**What needs to be done**
Rewrite every line from the one containing "Could you please indicate the woman with dark" through the end of the items below, both ends included. Multiply each answer coordinate by 1.5 and round it to a whole number, with halves going up. Leave all other lines unchanged.

▼

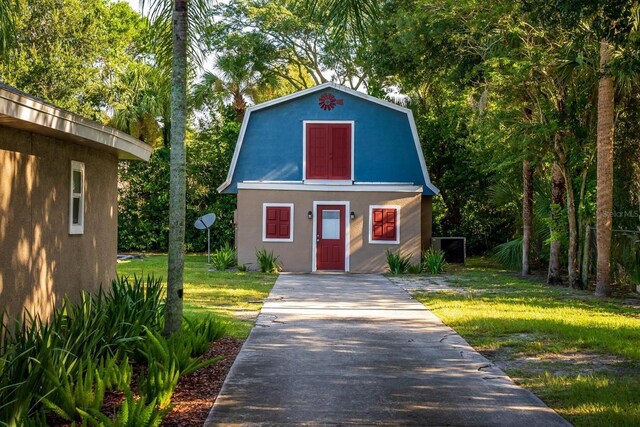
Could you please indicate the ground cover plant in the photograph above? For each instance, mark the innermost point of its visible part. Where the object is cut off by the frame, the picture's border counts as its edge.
(223, 258)
(397, 263)
(268, 261)
(433, 261)
(234, 297)
(580, 354)
(59, 371)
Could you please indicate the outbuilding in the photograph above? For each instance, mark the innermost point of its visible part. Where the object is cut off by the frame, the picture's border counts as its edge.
(329, 178)
(58, 202)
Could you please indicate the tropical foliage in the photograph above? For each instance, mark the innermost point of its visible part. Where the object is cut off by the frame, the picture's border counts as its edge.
(63, 368)
(505, 97)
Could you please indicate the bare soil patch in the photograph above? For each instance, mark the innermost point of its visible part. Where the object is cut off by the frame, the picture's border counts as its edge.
(195, 394)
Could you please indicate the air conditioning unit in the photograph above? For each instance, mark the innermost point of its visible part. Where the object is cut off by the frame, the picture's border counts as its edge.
(454, 248)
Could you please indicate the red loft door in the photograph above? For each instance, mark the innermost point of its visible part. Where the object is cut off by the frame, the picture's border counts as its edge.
(328, 151)
(330, 238)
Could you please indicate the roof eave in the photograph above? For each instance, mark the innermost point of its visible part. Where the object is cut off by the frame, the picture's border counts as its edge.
(22, 111)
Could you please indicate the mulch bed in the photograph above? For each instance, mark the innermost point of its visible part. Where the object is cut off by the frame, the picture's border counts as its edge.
(194, 396)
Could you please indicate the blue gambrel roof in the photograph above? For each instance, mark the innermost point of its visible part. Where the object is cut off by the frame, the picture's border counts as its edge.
(386, 145)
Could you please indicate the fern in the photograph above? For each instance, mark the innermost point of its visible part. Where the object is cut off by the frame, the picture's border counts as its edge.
(509, 254)
(397, 263)
(267, 261)
(224, 258)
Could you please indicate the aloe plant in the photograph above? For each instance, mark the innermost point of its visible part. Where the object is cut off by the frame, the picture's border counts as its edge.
(267, 261)
(433, 261)
(397, 263)
(223, 258)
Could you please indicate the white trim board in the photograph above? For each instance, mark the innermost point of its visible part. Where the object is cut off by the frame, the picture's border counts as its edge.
(23, 111)
(398, 188)
(328, 85)
(264, 222)
(347, 232)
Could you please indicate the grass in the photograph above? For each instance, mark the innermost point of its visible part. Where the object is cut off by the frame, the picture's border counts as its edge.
(233, 296)
(580, 354)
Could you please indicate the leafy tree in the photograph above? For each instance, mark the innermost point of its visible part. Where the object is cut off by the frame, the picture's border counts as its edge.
(65, 51)
(7, 23)
(314, 39)
(614, 24)
(243, 72)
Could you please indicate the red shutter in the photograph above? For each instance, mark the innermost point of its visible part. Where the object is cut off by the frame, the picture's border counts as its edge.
(328, 151)
(278, 222)
(384, 224)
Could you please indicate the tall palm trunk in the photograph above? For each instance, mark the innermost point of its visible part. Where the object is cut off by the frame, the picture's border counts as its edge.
(557, 204)
(177, 198)
(572, 267)
(604, 187)
(527, 214)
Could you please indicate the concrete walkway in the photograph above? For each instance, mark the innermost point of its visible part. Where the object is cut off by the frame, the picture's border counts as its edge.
(357, 350)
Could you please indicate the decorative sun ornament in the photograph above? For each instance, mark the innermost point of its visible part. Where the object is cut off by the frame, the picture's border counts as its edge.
(328, 102)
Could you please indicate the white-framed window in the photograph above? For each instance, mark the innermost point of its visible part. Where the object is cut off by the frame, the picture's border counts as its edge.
(384, 224)
(76, 199)
(277, 222)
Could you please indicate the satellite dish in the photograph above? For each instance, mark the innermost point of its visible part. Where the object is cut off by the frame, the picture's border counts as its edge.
(205, 221)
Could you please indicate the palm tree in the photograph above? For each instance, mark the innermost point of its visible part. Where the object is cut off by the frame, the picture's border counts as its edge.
(177, 185)
(185, 21)
(604, 186)
(8, 9)
(527, 214)
(557, 204)
(243, 72)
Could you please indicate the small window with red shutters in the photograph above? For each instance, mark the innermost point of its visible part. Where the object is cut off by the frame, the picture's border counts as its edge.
(384, 224)
(277, 222)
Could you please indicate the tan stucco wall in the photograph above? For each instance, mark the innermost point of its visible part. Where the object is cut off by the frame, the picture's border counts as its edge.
(40, 261)
(297, 255)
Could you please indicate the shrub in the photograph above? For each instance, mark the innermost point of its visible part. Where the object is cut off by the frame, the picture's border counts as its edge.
(414, 269)
(223, 258)
(397, 263)
(132, 413)
(115, 372)
(433, 261)
(509, 254)
(50, 364)
(159, 382)
(73, 396)
(267, 261)
(177, 348)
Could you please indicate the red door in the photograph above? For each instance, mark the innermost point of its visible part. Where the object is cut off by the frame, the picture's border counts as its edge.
(330, 237)
(328, 151)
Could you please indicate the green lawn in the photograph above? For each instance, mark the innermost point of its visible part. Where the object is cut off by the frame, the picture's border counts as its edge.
(580, 354)
(233, 296)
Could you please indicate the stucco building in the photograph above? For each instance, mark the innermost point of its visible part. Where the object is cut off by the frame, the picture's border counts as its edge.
(58, 202)
(329, 179)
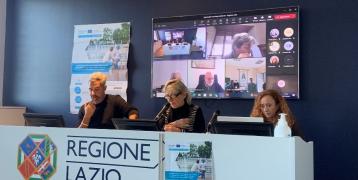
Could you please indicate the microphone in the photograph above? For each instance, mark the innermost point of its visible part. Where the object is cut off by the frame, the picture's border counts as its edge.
(161, 112)
(212, 121)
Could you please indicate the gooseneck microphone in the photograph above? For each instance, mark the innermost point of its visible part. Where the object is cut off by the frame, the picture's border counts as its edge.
(212, 121)
(161, 112)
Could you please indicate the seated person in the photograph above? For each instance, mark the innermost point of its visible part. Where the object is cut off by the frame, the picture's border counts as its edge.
(179, 114)
(209, 84)
(98, 113)
(243, 47)
(269, 104)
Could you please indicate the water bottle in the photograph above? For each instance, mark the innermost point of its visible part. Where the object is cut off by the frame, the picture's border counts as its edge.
(282, 129)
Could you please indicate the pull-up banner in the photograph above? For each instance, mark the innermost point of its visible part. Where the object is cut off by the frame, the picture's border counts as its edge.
(99, 48)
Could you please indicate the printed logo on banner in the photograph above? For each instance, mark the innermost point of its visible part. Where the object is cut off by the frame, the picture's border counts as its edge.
(37, 157)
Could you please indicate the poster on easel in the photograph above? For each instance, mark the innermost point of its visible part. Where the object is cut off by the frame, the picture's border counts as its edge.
(188, 161)
(99, 48)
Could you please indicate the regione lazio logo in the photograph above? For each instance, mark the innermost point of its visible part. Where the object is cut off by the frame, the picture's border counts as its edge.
(37, 157)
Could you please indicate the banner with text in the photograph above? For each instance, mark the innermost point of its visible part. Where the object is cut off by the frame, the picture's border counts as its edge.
(99, 48)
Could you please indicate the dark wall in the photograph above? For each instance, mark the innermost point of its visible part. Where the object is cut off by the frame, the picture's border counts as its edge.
(39, 45)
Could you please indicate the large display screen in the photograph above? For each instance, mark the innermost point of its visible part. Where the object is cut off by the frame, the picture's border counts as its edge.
(228, 55)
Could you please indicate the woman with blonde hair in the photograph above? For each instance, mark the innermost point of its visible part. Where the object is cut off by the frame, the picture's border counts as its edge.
(179, 114)
(269, 104)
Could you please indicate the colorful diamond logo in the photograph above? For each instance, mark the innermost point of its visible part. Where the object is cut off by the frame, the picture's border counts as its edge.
(37, 157)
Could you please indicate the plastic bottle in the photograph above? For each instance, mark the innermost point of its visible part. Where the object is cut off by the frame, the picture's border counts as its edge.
(282, 129)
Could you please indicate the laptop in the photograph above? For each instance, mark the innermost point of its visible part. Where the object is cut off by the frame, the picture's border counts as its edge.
(138, 124)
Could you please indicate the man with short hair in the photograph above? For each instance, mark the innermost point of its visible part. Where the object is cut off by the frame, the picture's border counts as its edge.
(98, 113)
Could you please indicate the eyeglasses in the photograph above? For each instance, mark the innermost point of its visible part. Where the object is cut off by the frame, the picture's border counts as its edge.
(171, 97)
(263, 106)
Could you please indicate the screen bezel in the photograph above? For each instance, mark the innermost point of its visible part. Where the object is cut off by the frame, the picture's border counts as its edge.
(295, 95)
(243, 128)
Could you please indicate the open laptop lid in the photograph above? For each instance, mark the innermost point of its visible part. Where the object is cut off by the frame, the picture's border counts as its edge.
(138, 124)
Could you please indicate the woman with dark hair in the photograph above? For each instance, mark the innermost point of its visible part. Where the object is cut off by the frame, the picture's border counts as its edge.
(179, 114)
(269, 104)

▲

**Result below**
Could you please indicate the woman with dark hair in the photograph above? For each instance, mark the innermost point of its visible part. Where the object is cut off by the frame, the picture's border counts as its edge.
(269, 171)
(404, 156)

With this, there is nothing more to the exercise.